#### Source document ####
The following guest posting has been submitted by supply chain and Lean-Sigma consultant Bruce Spurgeon.  Bruce and I have been colleagues for many years through our mutual activities focused around the Supply Chain Council.

 

I just read of a recent APQC research summary document  that was subtitled: What is the value of increasing inventory accuracy by one percent? The perspective provided addressed the benefits effect of increasing inventory accuracy from 98% to 99%.

I must admit that I was somewhat surprised at the findings, as 98%, in my view is a “good number”. The study outlined the following achieved results concerning this one percent accuracy improvement:

  • 7.7% increase in supplier orders delivered on time
  • Faster dock-to-stock cycle times (1.56 hours faster)
  • 2.25% increase in the number of sales orders delivered on time

These operational results would be welcomed in any supply chain organization and it got me thinking about two things:

1. What is the typical inventory accuracy across all companies?

2. Have we moved our focus too much to the “major” metrics such as    Perfect Order Fulfillment, Cost of Goods Sold, Up and Downside Supply Chain Flexibility, etc.?

To the first question, from my work as both a supply chain manager and consultant, I would surmise that the inventory accuracy average among many organizations is less than 98%, probably closer to 95% with a wide range of deviation.
#### Extracted entries ####
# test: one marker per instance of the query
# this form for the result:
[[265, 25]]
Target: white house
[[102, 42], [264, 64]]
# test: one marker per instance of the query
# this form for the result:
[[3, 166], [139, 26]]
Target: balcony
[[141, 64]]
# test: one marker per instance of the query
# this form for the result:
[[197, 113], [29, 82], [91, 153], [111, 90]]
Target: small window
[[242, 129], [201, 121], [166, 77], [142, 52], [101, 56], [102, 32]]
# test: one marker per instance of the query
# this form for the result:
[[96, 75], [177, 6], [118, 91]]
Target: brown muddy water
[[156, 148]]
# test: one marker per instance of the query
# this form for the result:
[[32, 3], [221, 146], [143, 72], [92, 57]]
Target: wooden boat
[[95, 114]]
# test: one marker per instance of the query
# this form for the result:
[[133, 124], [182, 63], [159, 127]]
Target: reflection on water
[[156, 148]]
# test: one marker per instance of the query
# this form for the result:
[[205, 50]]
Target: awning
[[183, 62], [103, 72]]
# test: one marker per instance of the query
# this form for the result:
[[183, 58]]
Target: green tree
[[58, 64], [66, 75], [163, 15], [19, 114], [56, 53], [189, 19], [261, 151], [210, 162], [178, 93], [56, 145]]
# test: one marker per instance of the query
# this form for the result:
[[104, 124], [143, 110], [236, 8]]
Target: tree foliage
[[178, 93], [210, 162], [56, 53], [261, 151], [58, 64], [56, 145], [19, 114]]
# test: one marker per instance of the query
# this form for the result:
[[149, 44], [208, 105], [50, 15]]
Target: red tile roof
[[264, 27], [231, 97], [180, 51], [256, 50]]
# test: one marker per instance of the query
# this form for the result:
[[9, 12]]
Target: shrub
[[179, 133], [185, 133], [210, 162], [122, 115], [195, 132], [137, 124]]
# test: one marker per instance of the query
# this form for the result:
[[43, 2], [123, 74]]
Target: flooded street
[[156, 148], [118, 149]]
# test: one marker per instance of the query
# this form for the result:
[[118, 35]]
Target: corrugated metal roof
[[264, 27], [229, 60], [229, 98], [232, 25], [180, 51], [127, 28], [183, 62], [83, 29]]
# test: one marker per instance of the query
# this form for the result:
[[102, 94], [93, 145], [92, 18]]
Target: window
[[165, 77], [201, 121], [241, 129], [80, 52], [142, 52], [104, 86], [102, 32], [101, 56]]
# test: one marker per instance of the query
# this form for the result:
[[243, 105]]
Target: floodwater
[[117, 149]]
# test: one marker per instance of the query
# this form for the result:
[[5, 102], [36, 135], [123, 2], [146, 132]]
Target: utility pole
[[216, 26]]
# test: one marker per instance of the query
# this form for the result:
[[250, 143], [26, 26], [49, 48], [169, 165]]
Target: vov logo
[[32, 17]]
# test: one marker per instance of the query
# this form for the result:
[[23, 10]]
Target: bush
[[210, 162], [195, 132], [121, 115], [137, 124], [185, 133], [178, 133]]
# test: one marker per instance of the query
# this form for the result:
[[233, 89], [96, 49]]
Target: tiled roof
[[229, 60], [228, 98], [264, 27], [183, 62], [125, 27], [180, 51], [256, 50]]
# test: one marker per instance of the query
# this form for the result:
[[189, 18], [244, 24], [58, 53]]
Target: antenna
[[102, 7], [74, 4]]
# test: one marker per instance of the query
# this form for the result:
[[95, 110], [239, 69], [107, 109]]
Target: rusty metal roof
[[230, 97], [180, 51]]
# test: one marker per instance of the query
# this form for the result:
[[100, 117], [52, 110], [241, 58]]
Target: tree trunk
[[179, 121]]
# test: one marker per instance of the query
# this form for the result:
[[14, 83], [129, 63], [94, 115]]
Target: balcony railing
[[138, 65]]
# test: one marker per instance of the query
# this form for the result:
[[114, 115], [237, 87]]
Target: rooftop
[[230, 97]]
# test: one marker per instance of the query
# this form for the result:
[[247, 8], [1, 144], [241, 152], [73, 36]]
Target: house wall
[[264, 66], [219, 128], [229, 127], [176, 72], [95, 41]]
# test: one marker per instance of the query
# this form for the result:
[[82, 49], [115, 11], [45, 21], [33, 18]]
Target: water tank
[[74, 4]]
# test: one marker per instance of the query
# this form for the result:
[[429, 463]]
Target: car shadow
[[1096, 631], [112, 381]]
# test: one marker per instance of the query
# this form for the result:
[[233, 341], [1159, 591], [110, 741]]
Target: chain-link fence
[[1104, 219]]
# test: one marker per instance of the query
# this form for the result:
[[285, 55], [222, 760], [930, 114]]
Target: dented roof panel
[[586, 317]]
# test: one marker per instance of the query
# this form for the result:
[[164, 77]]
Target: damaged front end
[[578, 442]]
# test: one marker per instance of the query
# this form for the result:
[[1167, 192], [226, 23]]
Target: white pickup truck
####
Exercises to complete
1 – In the inventory accuracy post, rewrite the passage between "The following guest" and "98% to 99%.", inclusive, replacing "colleagues" with "associates".
2 – According to the inventory accuracy post, by what percentage did supplier orders delivered on time increase when accuracy improved by one percent?
3 – Extend the inventory accuracy post by writing what comes next after its final sentence.
The records are not used in any of this work.

Per-task answers
1 –
The following guest posting has been submitted by supply chain and Lean-Sigma consultant Bruce Spurgeon.  Bruce and I have been associates for many years through our mutual activities focused around the Supply Chain Council.

 

I just read of a recent APQC research summary document  that was subtitled: What is the value of increasing inventory accuracy by one percent? The perspective provided addressed the benefits effect of increasing inventory accuracy from 98% to 99%.

2 – 7.7%

3 –
If the effect of improving inventory accuracy from 98% to 99% improves OTD to customers by 2.25%, what would the effect be if it was from 95% to 99%?  Would it be linear at 9%?

I believe that the effect would be different depending on the firm’s overall business or product strategy (or lack thereof). If a company carries “extra” inventory to offset one of the above problems it could have less effect on OTD but a larger effect on inventory reduction when the inventory accuracy improved.

Regarding my second question, is there too much focus on “major metrics” and not enough focus on the needs for consistent data accuracy? Are companies paying enough close attention to the overall accuracy of their data? There are many “basic” metrics, but I would class inventory accuracy in basic data accuracy. I would also include as basic data metrics; inventory masters, bills of material, routings, customer and supplier masters, testing required, lead times, payment terms, part masters and you probably have others you would add.

A good example of basic data issues is Tyco Electronics. Tyco did a great job of implementing Lean/Six Sigma, cutting inventory, slashing lead and cycle times, increasing on time delivery to customers and reducing overall costs. About 3 years after this “transformation” the finance people noticed a disturbing trend; obsolete/slow moving inventory had been growing at ~1-2% of revenue per year which was far higher than before the Lean/Six Sigma program. A Master Black Belt was assigned the project to find and correct the problem. To make a long story shorter, the cause was basic data accuracy.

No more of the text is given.